STATED PROBLEM:
Return the lines below without any changes, from the line that contains "I need help finding the wooden balcony" through the last line of the entries.

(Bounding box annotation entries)
____
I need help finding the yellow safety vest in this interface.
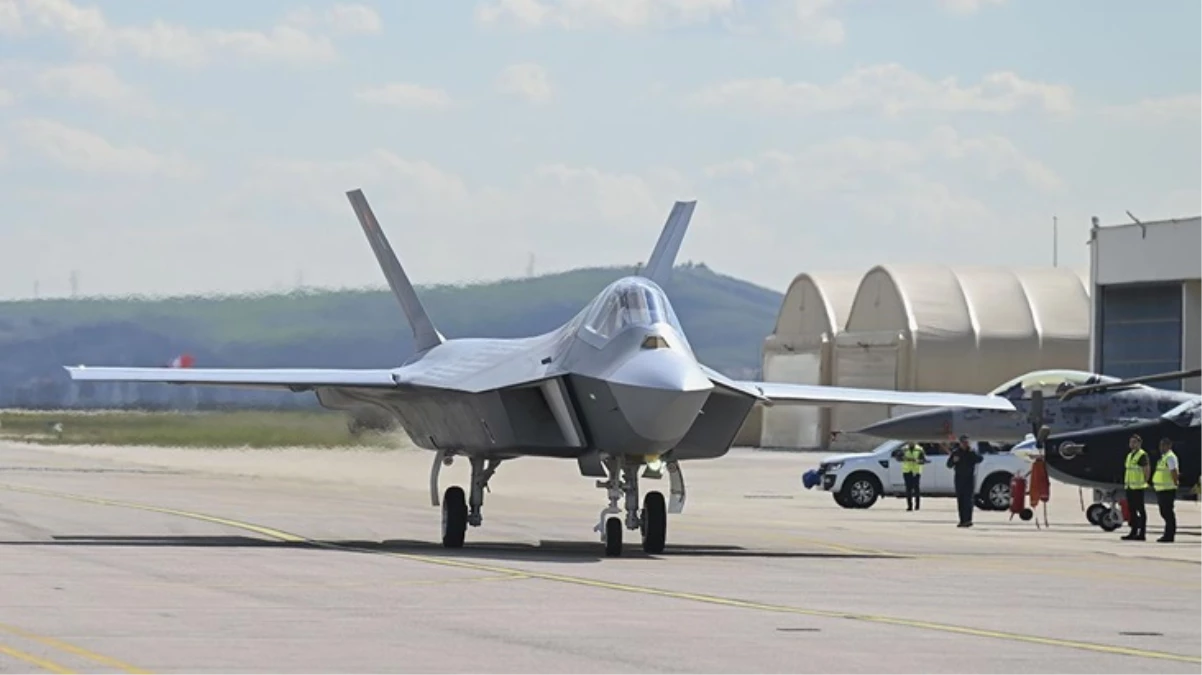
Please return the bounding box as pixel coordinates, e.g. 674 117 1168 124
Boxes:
902 446 922 476
1152 450 1177 492
1123 448 1148 490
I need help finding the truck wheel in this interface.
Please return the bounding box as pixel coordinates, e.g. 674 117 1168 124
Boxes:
843 472 881 508
981 473 1011 510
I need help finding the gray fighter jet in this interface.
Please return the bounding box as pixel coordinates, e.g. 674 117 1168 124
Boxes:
67 190 1013 555
857 370 1202 444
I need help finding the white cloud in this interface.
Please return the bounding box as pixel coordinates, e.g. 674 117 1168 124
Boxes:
0 0 24 35
4 0 335 66
939 0 1006 14
706 126 1063 192
475 0 738 30
36 64 155 115
690 64 1072 117
14 119 198 178
494 64 552 103
224 149 692 283
1103 94 1202 125
785 0 846 44
285 4 383 35
355 82 451 110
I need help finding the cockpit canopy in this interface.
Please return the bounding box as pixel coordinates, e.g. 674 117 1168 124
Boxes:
1164 399 1202 428
990 370 1119 399
584 276 684 340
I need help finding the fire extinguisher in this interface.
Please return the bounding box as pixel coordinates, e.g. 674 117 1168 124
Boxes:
1010 473 1035 520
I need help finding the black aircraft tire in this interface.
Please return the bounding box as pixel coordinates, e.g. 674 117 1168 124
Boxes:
442 485 468 549
605 516 623 557
643 492 668 555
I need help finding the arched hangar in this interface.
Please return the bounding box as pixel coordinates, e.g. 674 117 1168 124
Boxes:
760 271 861 448
762 264 1090 448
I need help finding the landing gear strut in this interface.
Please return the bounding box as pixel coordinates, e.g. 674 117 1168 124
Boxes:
593 456 684 557
430 452 501 549
1085 490 1123 532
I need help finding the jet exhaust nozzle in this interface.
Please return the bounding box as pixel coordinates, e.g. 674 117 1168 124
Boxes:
1059 441 1085 459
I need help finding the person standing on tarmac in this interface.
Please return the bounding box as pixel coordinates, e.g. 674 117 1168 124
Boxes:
1123 434 1152 542
947 436 981 527
1152 438 1182 544
902 442 927 510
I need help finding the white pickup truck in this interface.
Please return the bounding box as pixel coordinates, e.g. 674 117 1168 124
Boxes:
807 441 1030 510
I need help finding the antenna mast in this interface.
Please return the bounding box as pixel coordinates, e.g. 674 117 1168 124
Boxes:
1052 216 1060 267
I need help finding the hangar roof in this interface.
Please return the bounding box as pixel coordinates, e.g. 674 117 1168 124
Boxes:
845 265 1089 341
773 271 863 336
844 265 1090 392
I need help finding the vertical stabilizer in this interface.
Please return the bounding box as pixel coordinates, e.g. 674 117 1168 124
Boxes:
639 201 697 285
346 190 445 352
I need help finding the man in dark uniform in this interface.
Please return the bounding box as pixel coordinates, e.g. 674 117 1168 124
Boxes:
947 436 981 527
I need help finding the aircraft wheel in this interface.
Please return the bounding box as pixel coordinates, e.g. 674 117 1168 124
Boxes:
442 485 468 549
605 518 623 557
1097 508 1123 532
641 492 668 554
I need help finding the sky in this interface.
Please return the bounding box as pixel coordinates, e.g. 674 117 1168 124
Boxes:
0 0 1202 298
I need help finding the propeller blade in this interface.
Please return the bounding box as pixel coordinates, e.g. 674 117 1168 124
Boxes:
1060 368 1202 401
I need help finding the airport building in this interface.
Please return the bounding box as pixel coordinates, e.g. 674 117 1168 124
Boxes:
749 265 1091 449
1089 216 1202 394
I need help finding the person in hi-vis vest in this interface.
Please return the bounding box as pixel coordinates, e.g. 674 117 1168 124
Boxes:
1123 434 1152 542
1152 438 1182 543
902 442 928 510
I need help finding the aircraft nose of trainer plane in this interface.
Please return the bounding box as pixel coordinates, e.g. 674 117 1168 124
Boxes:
858 408 957 441
607 350 714 449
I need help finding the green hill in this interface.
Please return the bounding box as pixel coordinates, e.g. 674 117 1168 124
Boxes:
0 264 781 407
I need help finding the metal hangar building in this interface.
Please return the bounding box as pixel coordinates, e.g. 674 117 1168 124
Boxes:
758 263 1096 449
1089 216 1202 394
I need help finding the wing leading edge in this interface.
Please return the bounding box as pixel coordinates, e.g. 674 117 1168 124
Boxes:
738 381 1014 411
64 365 403 392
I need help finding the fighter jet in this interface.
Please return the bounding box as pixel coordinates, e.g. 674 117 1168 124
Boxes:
65 190 1014 556
858 370 1202 444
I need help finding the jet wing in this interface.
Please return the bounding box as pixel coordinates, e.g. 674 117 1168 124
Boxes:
737 381 1014 411
64 365 403 392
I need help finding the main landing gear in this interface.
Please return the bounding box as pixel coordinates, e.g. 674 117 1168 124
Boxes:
430 452 502 549
430 444 685 556
1085 490 1124 532
593 456 685 557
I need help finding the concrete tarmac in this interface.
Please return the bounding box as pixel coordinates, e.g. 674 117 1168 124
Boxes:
0 443 1202 675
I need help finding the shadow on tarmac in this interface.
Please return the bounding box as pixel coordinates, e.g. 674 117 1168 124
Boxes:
0 534 908 563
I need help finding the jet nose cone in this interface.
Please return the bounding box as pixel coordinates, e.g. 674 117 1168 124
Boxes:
607 350 714 450
858 410 956 442
608 350 714 394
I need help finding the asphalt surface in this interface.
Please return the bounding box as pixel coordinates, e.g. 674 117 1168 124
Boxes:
0 444 1202 675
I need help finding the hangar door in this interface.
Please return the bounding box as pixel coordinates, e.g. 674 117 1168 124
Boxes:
1097 283 1182 390
760 347 822 448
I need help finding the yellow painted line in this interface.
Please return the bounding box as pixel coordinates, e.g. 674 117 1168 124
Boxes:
7 485 1202 664
0 623 150 675
0 645 75 675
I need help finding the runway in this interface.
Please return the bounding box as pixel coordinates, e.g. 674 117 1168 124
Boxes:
0 444 1202 674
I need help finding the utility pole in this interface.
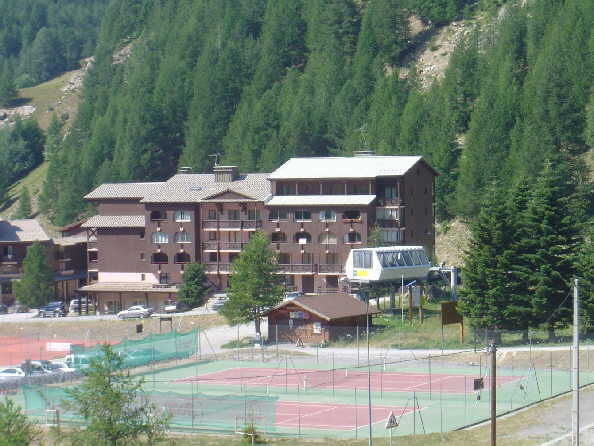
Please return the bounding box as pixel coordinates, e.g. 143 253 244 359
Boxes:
571 278 580 446
487 341 497 446
365 293 373 446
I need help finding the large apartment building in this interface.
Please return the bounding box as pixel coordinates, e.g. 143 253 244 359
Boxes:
81 153 437 312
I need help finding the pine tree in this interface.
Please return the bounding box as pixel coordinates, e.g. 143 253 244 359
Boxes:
14 187 32 219
14 242 55 308
526 157 581 338
221 232 283 335
177 263 207 308
459 185 516 331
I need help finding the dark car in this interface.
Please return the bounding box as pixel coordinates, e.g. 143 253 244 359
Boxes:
39 301 66 317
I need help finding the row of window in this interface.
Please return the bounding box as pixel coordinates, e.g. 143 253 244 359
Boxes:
151 231 192 245
270 231 361 245
268 209 361 222
151 210 192 222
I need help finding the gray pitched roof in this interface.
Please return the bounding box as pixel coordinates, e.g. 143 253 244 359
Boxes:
84 182 164 200
0 218 50 242
141 173 271 203
269 155 422 180
82 215 145 228
266 294 379 321
266 195 375 206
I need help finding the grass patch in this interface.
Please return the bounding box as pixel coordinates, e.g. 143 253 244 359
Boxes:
221 337 256 349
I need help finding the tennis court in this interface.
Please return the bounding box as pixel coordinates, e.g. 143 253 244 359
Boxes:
275 401 418 431
172 367 521 393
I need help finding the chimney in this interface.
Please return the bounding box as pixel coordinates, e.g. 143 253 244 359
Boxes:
213 166 239 183
353 150 375 156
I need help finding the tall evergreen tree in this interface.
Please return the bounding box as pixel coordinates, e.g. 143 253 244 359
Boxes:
526 157 582 338
221 232 283 335
14 242 55 308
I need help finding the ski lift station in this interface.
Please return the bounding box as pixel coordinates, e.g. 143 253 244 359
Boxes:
346 246 432 282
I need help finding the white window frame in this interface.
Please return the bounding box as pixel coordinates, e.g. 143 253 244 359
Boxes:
151 231 169 245
175 209 192 222
174 231 192 243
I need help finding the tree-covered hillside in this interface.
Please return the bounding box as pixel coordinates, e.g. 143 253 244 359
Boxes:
0 0 108 99
42 0 594 224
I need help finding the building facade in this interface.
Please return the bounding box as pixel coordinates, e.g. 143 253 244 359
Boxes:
0 219 87 305
81 154 436 311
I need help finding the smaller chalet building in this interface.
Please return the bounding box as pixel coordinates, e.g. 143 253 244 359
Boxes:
0 219 87 305
267 294 379 344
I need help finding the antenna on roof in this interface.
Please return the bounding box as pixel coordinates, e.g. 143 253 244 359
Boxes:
208 153 221 167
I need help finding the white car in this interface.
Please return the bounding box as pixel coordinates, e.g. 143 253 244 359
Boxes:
118 305 153 319
0 367 25 380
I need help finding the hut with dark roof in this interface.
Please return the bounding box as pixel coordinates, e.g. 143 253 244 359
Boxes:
267 294 378 345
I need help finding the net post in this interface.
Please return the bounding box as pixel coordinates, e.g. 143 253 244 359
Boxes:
355 387 359 440
429 353 432 400
549 350 553 396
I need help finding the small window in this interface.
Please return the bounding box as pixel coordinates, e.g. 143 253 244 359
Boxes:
151 211 167 221
175 211 192 221
295 232 311 245
175 231 192 243
173 252 192 264
151 252 169 265
318 232 338 245
268 209 287 221
295 210 311 221
353 251 372 269
270 232 287 243
151 232 169 245
342 210 361 221
344 232 361 243
320 209 336 222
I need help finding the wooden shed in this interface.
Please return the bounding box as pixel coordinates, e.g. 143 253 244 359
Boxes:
267 294 378 344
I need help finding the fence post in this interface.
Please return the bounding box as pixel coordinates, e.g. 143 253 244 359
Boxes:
357 324 359 367
355 387 359 440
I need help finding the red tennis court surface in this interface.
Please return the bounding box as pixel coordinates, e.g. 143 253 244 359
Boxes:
174 368 521 393
275 401 413 430
0 336 96 366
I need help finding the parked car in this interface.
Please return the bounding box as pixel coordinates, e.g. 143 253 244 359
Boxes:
117 305 153 319
13 301 29 313
283 291 303 300
41 361 76 373
21 360 50 376
207 294 229 311
39 301 66 317
163 300 191 313
0 367 25 380
68 297 95 314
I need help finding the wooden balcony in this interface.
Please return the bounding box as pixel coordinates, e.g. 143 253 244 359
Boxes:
278 263 316 274
202 220 262 231
318 264 344 274
202 263 231 274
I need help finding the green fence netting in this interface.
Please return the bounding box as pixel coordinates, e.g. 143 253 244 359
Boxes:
23 386 278 432
69 329 198 370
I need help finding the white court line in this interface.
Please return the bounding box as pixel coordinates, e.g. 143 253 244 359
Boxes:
540 423 594 446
____
OUTPUT BELOW:
I need help finding the wooden balcony in this interface.
Please return the bounding box as pixel coordinates, e.g. 143 253 244 359
Boxes:
278 263 316 274
202 220 262 231
318 264 344 274
202 263 231 274
I need help finding the green fence netting in this interface.
Please return the bounding box as pixel coordinates, e.g. 143 253 244 359
Boxes:
23 386 278 432
69 329 198 370
I need help finding the white court line in this interface.
Please return the bounding box as pixel coordinates, e.g. 143 253 244 359
Boxes:
540 423 594 446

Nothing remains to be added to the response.